__TASK STATEMENT__. Every line below from the one containing "blade is hanging out" through the one containing "aight check this image and tell me where the white baseboard" must be transcribed exactly. Omit all lines outside that stretch.

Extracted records

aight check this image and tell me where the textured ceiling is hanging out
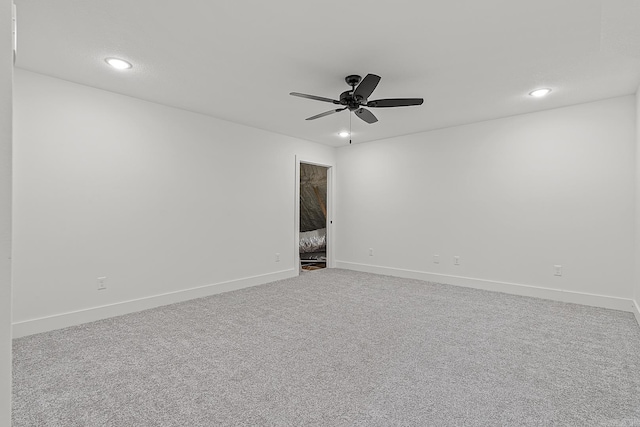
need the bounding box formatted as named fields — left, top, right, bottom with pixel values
left=13, top=0, right=640, bottom=146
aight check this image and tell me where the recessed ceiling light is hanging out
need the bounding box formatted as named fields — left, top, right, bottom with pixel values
left=339, top=131, right=350, bottom=138
left=529, top=88, right=552, bottom=98
left=105, top=58, right=132, bottom=70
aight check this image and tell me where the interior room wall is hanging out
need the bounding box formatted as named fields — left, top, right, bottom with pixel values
left=336, top=96, right=637, bottom=310
left=0, top=0, right=12, bottom=422
left=635, top=88, right=640, bottom=322
left=12, top=69, right=336, bottom=336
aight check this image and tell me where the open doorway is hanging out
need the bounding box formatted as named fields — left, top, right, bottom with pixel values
left=299, top=163, right=328, bottom=271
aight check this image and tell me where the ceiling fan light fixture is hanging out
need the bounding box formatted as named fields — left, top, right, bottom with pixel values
left=105, top=57, right=133, bottom=70
left=339, top=131, right=350, bottom=138
left=529, top=88, right=551, bottom=98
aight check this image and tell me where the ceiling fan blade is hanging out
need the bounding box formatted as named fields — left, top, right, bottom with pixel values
left=367, top=98, right=424, bottom=108
left=306, top=107, right=347, bottom=121
left=290, top=92, right=340, bottom=104
left=353, top=74, right=381, bottom=101
left=354, top=108, right=378, bottom=124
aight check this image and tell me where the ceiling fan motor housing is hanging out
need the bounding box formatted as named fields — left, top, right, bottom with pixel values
left=339, top=90, right=363, bottom=111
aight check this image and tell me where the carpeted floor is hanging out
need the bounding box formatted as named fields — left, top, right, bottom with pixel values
left=12, top=269, right=640, bottom=426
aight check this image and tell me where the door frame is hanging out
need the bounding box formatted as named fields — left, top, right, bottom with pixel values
left=294, top=156, right=334, bottom=272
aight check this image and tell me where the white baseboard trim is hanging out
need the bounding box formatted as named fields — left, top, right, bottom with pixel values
left=633, top=299, right=640, bottom=327
left=336, top=261, right=637, bottom=314
left=13, top=269, right=297, bottom=338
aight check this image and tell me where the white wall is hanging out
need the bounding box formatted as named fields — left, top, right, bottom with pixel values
left=635, top=89, right=640, bottom=321
left=12, top=67, right=640, bottom=340
left=12, top=70, right=335, bottom=335
left=337, top=96, right=636, bottom=308
left=0, top=0, right=12, bottom=423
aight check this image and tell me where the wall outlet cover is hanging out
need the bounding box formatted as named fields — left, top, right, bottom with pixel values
left=554, top=265, right=563, bottom=276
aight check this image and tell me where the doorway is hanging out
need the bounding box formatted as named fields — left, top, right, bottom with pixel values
left=299, top=162, right=329, bottom=271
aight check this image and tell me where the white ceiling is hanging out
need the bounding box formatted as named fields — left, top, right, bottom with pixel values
left=13, top=0, right=640, bottom=146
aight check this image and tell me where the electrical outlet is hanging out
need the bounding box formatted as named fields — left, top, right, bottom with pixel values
left=97, top=277, right=107, bottom=291
left=275, top=253, right=280, bottom=262
left=554, top=265, right=562, bottom=276
left=369, top=248, right=374, bottom=256
left=433, top=254, right=440, bottom=264
left=453, top=256, right=460, bottom=265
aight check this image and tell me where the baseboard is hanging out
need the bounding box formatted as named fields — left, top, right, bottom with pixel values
left=13, top=269, right=297, bottom=338
left=336, top=261, right=637, bottom=313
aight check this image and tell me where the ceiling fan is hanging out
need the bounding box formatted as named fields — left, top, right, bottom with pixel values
left=290, top=74, right=423, bottom=124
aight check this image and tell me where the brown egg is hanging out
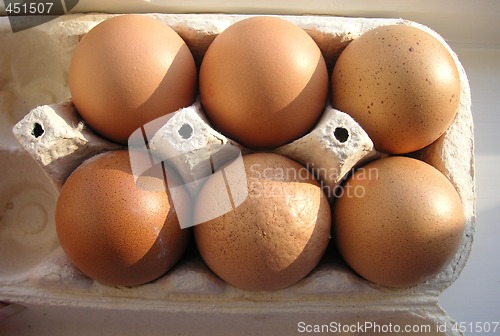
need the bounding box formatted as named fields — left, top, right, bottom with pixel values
left=55, top=150, right=190, bottom=286
left=69, top=15, right=197, bottom=144
left=194, top=153, right=331, bottom=291
left=331, top=25, right=460, bottom=154
left=199, top=16, right=328, bottom=149
left=333, top=156, right=465, bottom=287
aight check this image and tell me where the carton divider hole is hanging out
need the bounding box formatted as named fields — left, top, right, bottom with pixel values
left=178, top=123, right=194, bottom=140
left=31, top=123, right=44, bottom=139
left=334, top=127, right=349, bottom=143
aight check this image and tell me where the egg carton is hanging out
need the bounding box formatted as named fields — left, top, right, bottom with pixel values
left=1, top=13, right=474, bottom=335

__TASK RESULT__.
aight check this image and tell me where the ceiling fan blade is hanging out
need the bounding box formatted as named fields — left, top, right, bottom with pixel values
left=367, top=98, right=424, bottom=108
left=306, top=107, right=347, bottom=121
left=290, top=92, right=340, bottom=104
left=353, top=74, right=381, bottom=101
left=354, top=108, right=378, bottom=124
aight check this image and tell me where the ceiling fan motor housing is hanging out
need the bounding box formatted as named fields — left, top, right, bottom with pixel values
left=339, top=90, right=363, bottom=111
aight check this image and tell me where the carpeted floor is hanging out
need the bounding box formatted as named fields — left, top, right, bottom with pixel values
left=12, top=269, right=640, bottom=426
aight check this image and tell me where the door frame is hanging out
need the bounding box formatted as named fields — left, top, right, bottom with pixel values
left=294, top=156, right=334, bottom=272
aight check this image and tell me where the white baseboard trim is hanging out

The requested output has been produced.